**Short problem:**
Reproduce the following material exactly, including every line.

════════════════

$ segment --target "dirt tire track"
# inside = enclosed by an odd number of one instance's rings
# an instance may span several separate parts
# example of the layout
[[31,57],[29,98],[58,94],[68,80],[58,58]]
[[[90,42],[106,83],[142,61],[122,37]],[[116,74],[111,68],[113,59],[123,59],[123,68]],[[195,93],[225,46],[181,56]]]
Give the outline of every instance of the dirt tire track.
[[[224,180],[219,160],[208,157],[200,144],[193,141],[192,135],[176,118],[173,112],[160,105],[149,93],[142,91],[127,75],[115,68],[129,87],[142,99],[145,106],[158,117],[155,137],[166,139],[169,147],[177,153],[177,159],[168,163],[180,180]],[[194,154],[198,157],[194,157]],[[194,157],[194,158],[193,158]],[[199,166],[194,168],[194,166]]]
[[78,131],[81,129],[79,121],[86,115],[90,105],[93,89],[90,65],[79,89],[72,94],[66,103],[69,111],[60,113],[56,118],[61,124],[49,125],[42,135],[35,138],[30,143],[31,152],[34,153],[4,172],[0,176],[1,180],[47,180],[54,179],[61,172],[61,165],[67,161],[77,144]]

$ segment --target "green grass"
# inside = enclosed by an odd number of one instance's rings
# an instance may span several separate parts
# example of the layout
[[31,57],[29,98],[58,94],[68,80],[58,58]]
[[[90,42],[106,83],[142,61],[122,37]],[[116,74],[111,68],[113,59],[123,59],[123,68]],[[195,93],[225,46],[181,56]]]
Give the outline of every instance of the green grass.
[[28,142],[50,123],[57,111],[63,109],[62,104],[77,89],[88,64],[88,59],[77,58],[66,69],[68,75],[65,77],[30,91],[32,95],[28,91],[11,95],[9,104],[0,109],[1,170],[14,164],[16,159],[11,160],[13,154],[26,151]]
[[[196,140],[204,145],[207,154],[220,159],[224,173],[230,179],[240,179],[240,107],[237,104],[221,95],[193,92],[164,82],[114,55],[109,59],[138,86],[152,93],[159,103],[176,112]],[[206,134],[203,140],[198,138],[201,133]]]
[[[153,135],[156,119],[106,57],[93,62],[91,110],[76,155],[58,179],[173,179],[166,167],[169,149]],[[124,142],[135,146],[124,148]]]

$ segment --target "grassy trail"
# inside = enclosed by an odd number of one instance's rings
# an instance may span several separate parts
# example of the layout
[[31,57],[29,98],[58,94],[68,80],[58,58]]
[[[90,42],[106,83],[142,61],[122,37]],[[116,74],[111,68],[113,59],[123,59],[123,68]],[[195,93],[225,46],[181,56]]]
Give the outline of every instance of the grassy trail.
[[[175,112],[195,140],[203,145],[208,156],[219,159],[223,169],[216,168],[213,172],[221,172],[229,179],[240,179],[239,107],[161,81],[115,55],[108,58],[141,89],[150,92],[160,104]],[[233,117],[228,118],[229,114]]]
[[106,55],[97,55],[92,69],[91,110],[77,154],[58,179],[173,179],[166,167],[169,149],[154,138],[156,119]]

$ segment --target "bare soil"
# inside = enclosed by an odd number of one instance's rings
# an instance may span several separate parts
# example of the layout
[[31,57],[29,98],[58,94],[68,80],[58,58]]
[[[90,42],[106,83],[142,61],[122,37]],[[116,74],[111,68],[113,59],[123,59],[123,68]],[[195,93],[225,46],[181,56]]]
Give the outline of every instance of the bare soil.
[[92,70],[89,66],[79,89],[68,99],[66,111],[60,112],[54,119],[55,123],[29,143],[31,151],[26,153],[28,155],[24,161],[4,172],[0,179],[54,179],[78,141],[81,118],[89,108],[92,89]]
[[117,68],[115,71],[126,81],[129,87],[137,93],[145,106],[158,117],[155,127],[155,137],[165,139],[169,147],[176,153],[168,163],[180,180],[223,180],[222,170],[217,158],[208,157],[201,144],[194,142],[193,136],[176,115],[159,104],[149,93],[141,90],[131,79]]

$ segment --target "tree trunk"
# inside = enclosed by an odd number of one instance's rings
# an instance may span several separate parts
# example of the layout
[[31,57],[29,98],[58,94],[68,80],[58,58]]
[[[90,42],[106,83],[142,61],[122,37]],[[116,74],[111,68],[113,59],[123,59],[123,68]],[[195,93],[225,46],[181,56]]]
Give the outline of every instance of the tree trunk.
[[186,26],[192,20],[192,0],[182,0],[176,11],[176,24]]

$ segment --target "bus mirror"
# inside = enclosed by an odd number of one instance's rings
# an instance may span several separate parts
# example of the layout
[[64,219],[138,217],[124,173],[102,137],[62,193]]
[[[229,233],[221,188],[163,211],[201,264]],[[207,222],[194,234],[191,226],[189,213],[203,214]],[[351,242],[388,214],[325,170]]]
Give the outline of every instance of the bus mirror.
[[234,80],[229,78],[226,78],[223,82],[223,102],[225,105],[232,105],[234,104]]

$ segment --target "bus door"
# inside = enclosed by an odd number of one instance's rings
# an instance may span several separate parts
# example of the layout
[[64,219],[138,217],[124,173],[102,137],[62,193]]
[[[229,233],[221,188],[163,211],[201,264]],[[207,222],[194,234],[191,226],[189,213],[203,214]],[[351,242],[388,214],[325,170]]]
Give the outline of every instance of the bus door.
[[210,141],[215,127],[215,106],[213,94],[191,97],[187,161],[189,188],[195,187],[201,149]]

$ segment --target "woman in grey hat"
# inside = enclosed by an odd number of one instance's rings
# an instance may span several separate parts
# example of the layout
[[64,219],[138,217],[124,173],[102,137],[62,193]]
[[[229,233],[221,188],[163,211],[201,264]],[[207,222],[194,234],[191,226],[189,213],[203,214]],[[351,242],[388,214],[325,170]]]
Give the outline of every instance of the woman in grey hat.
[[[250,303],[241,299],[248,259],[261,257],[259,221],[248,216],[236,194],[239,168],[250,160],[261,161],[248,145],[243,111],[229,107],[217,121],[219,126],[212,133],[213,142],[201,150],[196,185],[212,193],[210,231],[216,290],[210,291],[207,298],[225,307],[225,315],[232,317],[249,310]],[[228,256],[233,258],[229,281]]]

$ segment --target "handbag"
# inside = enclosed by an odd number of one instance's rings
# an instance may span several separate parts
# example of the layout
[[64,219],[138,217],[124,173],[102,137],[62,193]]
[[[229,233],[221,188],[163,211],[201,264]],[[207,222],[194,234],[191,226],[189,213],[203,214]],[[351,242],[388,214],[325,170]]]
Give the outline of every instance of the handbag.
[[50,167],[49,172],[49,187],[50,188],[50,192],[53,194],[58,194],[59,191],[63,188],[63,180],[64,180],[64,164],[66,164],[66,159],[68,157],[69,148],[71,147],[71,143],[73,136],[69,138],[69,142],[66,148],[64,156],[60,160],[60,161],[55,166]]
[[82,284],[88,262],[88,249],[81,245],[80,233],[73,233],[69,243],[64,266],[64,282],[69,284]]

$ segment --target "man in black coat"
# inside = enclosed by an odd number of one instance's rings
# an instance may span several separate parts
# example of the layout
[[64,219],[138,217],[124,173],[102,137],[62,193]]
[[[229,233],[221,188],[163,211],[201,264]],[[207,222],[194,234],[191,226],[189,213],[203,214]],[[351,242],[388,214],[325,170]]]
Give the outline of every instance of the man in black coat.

════════════════

**Written solution:**
$ segment --target "dirt tire track"
# inside = enclosed by an odd number of one instance's rings
# an instance may span several separate parts
# example of the layout
[[31,57],[29,98],[58,94],[68,80],[58,58]]
[[[90,42],[106,83],[142,61],[122,37]],[[116,74],[111,68],[113,59],[123,59],[123,68]],[[195,93],[225,46],[181,56]]]
Give the outline of every instance of the dirt tire track.
[[[224,180],[219,160],[208,157],[200,144],[193,141],[192,135],[176,118],[173,112],[160,105],[149,93],[142,91],[127,75],[115,68],[129,87],[142,99],[145,106],[158,117],[155,137],[166,139],[169,147],[177,153],[177,159],[168,163],[180,180]],[[194,154],[198,157],[194,157]],[[194,157],[194,158],[193,158]],[[199,166],[194,168],[194,166]]]
[[78,131],[81,129],[79,121],[86,115],[90,105],[93,89],[90,65],[79,89],[72,94],[66,103],[69,111],[60,113],[56,118],[61,124],[49,125],[42,135],[35,138],[30,143],[31,152],[34,153],[4,172],[0,176],[1,180],[47,180],[54,179],[61,172],[61,165],[67,161],[77,144]]

$ segment --target "green grass"
# inside = enclosed by an odd number of one instance's rings
# an instance may span several separate parts
# example of the layout
[[31,57],[29,98],[58,94],[68,80],[58,58]]
[[[90,42],[106,83],[142,61],[122,37]],[[116,74],[111,68],[113,59],[123,59],[123,68]],[[195,93],[225,46],[181,56]]]
Give the outline of every instance of the green grass.
[[28,142],[50,123],[57,111],[63,109],[62,104],[77,89],[88,64],[88,59],[77,58],[66,69],[68,75],[65,77],[30,91],[32,95],[28,91],[11,95],[9,104],[0,109],[1,170],[14,164],[16,159],[11,160],[13,154],[26,151]]
[[[196,140],[204,145],[207,154],[220,159],[224,173],[230,179],[240,179],[240,107],[237,104],[221,95],[193,92],[164,82],[114,55],[109,59],[138,86],[152,93],[159,103],[176,112]],[[206,134],[203,140],[198,138],[201,133]]]
[[[153,135],[156,119],[106,57],[93,62],[91,110],[76,155],[58,179],[173,179],[166,167],[169,149]],[[124,142],[135,146],[124,148]]]

$ segment --target "grassy trail"
# inside = enclosed by an odd number of one instance's rings
# an instance may span several separate parts
# example of the layout
[[31,57],[29,98],[58,94],[68,80],[58,58]]
[[[90,42],[106,83],[142,61],[122,37]],[[116,74],[111,68],[113,59],[123,59],[123,68]],[[195,93],[225,46],[181,56]]]
Give the outline of every instance of the grassy trail.
[[[175,112],[195,140],[203,145],[208,156],[219,159],[223,169],[216,168],[213,172],[221,172],[229,179],[240,179],[239,107],[161,81],[115,55],[108,58],[141,89],[150,92],[160,104]],[[233,117],[228,118],[229,114]]]
[[106,55],[97,55],[92,69],[91,110],[77,154],[58,179],[173,179],[166,167],[169,149],[154,138],[156,119]]

$ segment --target "bare soil"
# inside = enclosed by an odd number of one instance's rings
# an instance may span several separate parts
# example of the layout
[[31,57],[29,98],[58,94],[68,80],[58,58]]
[[[90,42],[106,83],[142,61],[122,37]],[[116,74],[111,68],[113,59],[123,59],[123,68]],[[195,93],[225,46],[181,56]]]
Give the outline of every instance of the bare soil.
[[92,70],[89,66],[79,89],[68,99],[66,111],[60,112],[54,119],[55,123],[29,143],[31,151],[26,153],[28,155],[24,161],[4,172],[0,179],[54,179],[78,141],[81,118],[89,108],[92,89]]
[[117,68],[115,71],[126,81],[129,87],[137,93],[145,106],[158,117],[155,127],[155,137],[165,139],[169,147],[176,153],[168,163],[180,180],[223,180],[222,170],[217,158],[208,157],[201,144],[194,142],[193,136],[176,115],[159,104],[149,93],[141,90],[131,79]]

$ segment --target "tree trunk"
# inside = enclosed by an odd number of one instance's rings
# an instance may span several separate parts
# example of the layout
[[31,57],[29,98],[58,94],[68,80],[58,58]]
[[[90,42],[106,83],[142,61],[122,37]],[[116,74],[111,68],[113,59],[123,59],[123,68]],[[195,93],[225,46],[181,56]]]
Give the outline of every instance of the tree trunk.
[[186,26],[192,20],[192,0],[182,0],[176,11],[176,24]]

$ segment --target "bus mirror"
# inside = enclosed by an odd number of one instance's rings
# an instance may span several separate parts
# example of the layout
[[64,219],[138,217],[124,173],[102,137],[62,193]]
[[[229,233],[221,188],[163,211],[201,264]],[[207,222],[194,234],[191,226],[189,213],[203,214]],[[351,242],[388,214],[325,170]]]
Give the outline of every instance of the bus mirror.
[[234,80],[229,78],[226,78],[223,82],[223,102],[225,105],[232,105],[234,104]]

$ segment --target "bus door"
# inside = enclosed by an odd number of one instance's rings
# an instance may span several separate parts
# example of the layout
[[64,219],[138,217],[124,173],[102,137],[62,193]]
[[[229,233],[221,188],[163,211],[201,264]],[[207,222],[194,234],[191,226],[189,213],[203,214]],[[351,242],[388,214],[325,170]]]
Give the outline of every instance of the bus door.
[[210,141],[215,127],[215,106],[213,94],[191,97],[187,161],[189,188],[195,187],[201,149]]

$ segment --target "woman in grey hat"
# inside = enclosed by an odd number of one instance's rings
# an instance may span several separate parts
# example of the layout
[[64,219],[138,217],[124,173],[102,137],[62,193]]
[[[229,233],[221,188],[163,211],[201,264]],[[207,222],[194,234],[191,226],[189,213],[203,214]],[[351,242],[388,214],[325,170]]]
Give the outline of every instance of the woman in grey hat.
[[[250,303],[241,299],[248,259],[261,257],[259,221],[248,216],[236,194],[239,168],[250,160],[261,161],[248,145],[243,111],[229,107],[217,121],[219,126],[212,133],[213,142],[201,150],[196,185],[212,193],[210,231],[216,290],[210,291],[207,298],[225,307],[225,315],[232,317],[249,310]],[[228,256],[233,258],[229,281]]]

$ segment --target "handbag"
# inside = enclosed by an odd number of one instance's rings
# an instance may span several separate parts
# example of the layout
[[64,219],[138,217],[124,173],[102,137],[62,193]]
[[[229,233],[221,188],[163,211],[201,264]],[[207,222],[194,234],[191,226],[189,213],[203,214]],[[351,242],[388,214],[325,170]]]
Give the outline of every instance of the handbag.
[[50,167],[49,172],[49,187],[50,188],[50,192],[53,194],[58,194],[59,191],[63,188],[63,180],[64,180],[64,164],[66,164],[66,159],[68,157],[69,148],[71,147],[71,143],[73,136],[69,138],[69,142],[66,148],[64,156],[60,160],[60,161],[55,166]]
[[82,284],[88,262],[88,249],[81,245],[80,233],[73,233],[69,243],[64,266],[64,282],[69,284]]

$ segment --target "man in black coat"
# inside = enclosed by an odd number of one instance's rings
# an instance may span several separate parts
# example of the layout
[[64,219],[138,217],[124,173],[102,137],[62,193]]
[[[229,233],[221,188],[163,211],[201,264]],[[207,222],[194,234],[191,226],[189,213],[203,214]],[[351,242],[388,214],[325,170]]]
Give the outline of every instance of the man in black coat.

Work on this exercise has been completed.